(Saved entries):
☆ ☆ ☆ ☆ ☆

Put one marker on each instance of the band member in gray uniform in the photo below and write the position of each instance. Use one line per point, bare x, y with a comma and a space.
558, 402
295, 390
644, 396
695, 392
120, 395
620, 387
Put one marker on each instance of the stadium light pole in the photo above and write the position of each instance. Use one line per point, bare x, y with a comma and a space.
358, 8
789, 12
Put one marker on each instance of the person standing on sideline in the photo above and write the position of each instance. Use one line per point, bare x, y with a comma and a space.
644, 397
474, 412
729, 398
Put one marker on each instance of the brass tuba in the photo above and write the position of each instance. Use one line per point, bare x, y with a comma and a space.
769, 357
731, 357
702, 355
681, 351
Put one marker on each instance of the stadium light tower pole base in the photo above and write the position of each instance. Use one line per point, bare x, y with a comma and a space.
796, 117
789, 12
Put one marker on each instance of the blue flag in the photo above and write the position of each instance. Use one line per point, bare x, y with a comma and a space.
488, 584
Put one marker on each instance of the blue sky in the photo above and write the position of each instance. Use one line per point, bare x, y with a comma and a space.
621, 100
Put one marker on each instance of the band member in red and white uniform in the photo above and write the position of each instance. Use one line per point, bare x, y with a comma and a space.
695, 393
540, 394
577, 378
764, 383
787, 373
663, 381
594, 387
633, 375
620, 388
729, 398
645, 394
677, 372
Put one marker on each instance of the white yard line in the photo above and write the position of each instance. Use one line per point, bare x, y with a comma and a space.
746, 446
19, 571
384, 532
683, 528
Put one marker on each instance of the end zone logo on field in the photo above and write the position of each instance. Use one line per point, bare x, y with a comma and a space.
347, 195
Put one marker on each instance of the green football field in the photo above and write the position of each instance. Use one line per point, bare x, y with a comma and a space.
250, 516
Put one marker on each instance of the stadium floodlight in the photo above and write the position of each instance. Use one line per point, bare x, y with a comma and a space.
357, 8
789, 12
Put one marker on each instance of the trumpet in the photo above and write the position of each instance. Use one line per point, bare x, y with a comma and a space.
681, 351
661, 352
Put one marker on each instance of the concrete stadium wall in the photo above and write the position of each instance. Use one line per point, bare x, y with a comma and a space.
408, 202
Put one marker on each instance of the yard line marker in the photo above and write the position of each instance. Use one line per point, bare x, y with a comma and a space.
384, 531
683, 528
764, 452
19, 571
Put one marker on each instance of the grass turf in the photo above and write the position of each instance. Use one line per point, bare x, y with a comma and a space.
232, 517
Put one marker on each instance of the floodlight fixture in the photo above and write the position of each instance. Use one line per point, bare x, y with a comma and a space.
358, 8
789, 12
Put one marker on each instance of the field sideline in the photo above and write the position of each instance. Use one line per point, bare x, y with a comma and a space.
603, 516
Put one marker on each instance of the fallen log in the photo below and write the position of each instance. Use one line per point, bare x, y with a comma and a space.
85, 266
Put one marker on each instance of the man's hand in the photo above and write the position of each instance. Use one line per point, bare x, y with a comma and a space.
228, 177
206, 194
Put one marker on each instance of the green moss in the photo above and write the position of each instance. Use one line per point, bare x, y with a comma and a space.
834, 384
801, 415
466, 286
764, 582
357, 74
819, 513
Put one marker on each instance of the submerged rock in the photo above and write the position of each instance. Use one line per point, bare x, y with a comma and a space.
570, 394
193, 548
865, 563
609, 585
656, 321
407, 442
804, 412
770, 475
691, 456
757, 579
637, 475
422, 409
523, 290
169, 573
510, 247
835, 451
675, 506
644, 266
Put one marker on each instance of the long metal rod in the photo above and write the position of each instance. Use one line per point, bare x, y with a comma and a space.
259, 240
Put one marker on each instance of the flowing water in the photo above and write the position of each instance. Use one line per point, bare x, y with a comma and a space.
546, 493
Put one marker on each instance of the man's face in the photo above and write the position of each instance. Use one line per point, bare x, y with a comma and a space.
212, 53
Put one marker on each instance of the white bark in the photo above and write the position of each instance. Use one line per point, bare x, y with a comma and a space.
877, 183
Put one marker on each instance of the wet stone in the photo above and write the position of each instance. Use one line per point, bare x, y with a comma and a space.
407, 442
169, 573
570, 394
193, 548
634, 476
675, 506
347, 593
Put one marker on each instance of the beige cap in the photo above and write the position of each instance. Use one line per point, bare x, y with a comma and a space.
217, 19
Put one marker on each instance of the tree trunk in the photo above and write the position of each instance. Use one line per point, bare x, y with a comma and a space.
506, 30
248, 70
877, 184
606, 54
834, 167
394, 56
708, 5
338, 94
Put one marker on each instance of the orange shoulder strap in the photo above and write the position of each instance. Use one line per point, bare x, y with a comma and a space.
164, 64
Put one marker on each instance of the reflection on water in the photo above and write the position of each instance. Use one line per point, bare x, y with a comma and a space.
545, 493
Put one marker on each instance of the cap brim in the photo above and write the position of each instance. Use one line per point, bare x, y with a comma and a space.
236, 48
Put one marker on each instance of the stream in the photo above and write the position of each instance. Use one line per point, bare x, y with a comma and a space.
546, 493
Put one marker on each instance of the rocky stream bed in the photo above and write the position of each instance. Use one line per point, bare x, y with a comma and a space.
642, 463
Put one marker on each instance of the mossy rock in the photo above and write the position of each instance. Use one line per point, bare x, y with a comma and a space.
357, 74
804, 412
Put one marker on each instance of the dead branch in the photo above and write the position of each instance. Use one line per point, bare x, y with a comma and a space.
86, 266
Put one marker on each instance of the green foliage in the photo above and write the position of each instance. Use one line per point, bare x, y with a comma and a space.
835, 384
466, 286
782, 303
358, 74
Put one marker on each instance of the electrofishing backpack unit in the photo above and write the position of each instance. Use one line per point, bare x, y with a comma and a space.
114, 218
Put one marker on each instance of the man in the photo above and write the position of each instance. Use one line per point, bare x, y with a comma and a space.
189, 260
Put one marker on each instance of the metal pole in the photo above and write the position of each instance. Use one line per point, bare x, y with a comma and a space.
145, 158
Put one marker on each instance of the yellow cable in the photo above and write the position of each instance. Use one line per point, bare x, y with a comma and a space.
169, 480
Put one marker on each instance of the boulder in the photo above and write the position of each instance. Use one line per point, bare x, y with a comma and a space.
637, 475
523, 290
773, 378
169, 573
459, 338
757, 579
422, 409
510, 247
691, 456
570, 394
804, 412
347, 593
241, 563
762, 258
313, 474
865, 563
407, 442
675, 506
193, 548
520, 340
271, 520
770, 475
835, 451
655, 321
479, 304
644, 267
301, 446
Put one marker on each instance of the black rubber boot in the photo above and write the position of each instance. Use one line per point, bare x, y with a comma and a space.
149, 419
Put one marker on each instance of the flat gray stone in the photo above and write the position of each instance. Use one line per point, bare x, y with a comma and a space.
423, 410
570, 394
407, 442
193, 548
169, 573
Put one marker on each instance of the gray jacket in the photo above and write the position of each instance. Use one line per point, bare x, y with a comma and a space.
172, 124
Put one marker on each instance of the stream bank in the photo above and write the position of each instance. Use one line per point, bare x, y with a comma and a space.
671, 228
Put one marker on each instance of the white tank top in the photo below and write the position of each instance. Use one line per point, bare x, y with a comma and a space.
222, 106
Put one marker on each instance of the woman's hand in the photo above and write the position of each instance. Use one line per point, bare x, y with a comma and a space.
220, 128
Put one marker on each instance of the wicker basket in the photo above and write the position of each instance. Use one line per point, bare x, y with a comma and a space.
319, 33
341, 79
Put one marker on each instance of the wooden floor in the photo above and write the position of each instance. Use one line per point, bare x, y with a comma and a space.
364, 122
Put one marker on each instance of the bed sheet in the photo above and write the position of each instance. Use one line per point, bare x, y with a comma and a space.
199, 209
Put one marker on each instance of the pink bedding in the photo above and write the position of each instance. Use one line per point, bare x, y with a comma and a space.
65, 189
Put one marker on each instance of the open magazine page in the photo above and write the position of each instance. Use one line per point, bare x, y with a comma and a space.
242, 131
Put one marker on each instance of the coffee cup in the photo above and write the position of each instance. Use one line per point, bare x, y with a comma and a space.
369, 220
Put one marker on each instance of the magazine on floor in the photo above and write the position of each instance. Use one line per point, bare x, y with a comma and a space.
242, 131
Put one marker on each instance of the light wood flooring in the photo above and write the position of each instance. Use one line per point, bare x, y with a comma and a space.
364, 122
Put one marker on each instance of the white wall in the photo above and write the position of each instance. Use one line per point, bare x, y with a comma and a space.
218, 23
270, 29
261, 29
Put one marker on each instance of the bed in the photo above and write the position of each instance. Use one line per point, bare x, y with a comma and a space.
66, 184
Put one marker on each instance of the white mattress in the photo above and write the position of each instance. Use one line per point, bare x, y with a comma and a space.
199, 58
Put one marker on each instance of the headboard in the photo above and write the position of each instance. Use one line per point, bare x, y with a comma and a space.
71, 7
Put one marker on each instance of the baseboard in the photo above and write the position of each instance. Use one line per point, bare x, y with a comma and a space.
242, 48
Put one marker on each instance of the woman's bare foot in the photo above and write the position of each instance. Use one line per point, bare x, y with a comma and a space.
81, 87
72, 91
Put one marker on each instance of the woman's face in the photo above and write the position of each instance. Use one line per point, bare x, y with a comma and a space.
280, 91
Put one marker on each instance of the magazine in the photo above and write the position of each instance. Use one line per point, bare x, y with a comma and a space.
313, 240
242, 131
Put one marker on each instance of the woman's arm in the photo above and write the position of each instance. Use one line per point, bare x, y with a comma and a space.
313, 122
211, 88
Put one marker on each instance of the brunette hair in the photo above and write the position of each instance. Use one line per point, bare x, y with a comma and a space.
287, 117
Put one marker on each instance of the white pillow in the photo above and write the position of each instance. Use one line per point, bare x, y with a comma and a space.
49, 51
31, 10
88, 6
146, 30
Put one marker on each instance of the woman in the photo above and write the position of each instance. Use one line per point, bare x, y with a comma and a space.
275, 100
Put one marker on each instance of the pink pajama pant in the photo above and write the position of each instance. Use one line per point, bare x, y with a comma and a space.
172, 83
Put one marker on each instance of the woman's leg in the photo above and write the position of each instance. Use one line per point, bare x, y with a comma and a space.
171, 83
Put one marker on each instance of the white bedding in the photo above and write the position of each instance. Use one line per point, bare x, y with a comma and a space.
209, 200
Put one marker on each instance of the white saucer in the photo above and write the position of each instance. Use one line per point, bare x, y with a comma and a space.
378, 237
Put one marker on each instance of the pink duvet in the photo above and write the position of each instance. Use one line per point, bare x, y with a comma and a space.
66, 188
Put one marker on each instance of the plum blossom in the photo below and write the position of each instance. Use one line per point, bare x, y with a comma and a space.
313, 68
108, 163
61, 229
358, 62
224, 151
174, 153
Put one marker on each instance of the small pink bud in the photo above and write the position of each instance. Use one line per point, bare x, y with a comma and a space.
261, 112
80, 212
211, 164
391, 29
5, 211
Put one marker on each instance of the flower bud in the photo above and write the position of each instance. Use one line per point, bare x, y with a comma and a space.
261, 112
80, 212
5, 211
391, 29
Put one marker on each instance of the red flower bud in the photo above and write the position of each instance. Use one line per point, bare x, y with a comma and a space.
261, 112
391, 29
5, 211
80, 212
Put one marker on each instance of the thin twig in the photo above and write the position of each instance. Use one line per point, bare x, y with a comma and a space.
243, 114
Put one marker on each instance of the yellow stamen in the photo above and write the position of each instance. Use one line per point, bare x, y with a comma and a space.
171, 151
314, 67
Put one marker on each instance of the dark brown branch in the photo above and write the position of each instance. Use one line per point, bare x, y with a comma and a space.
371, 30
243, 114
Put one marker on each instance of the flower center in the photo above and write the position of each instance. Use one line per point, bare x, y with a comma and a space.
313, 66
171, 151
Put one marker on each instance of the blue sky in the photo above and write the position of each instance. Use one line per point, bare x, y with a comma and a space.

☆ ☆ ☆ ☆ ☆

(WHAT TO WORK ON): Give again only the lines starting at the one that contains "Put one marker on each instance of the plum" and running to the end of the data.

(ANSWER SECTION):
Put one marker on each instance of the plum blossom in the photo below and write the position of each instance. Use one line per point, bare x, y with a comma and a space.
313, 68
108, 163
61, 229
358, 62
224, 151
174, 153
Put one marker on each instance of the small pink bud in the photo above and write the position of each instance. Use one line per point, bare x, y with a comma and a space.
261, 112
80, 212
211, 164
391, 29
5, 211
Put one marker on each instance of the flower bud in the photo above and write the position of each instance. Use one line per point, bare x, y with a comma and a space.
261, 112
80, 212
5, 211
391, 29
Put one marker on each instance of the red flower bud in the photo above and write the position of each instance. Use one line per point, bare x, y with a comma and a space.
261, 112
391, 29
5, 211
80, 212
Put one marker on each instance of the thin twig in the photo above and write the position of each instance. Use one line per point, bare x, y with a comma and a space.
243, 114
Put one marker on each instance of the yellow stamen in the photo above and write the position of each instance. Use one line per point, bare x, y with a comma and a space.
171, 151
314, 67
Put one marker on each instance of the dark brown branch in the photo above and write the position of each instance. Use one line per point, bare x, y with a comma and a space.
371, 30
243, 114
Put one marker on each instance of the flower center in the photo above and write the position of each instance. Use one line per point, bare x, y with a comma and a space.
313, 66
171, 151
Put one marker on each instance of the blue sky in the photo above and write the position of each instance. Use one line per point, bare x, y with a comma and a space.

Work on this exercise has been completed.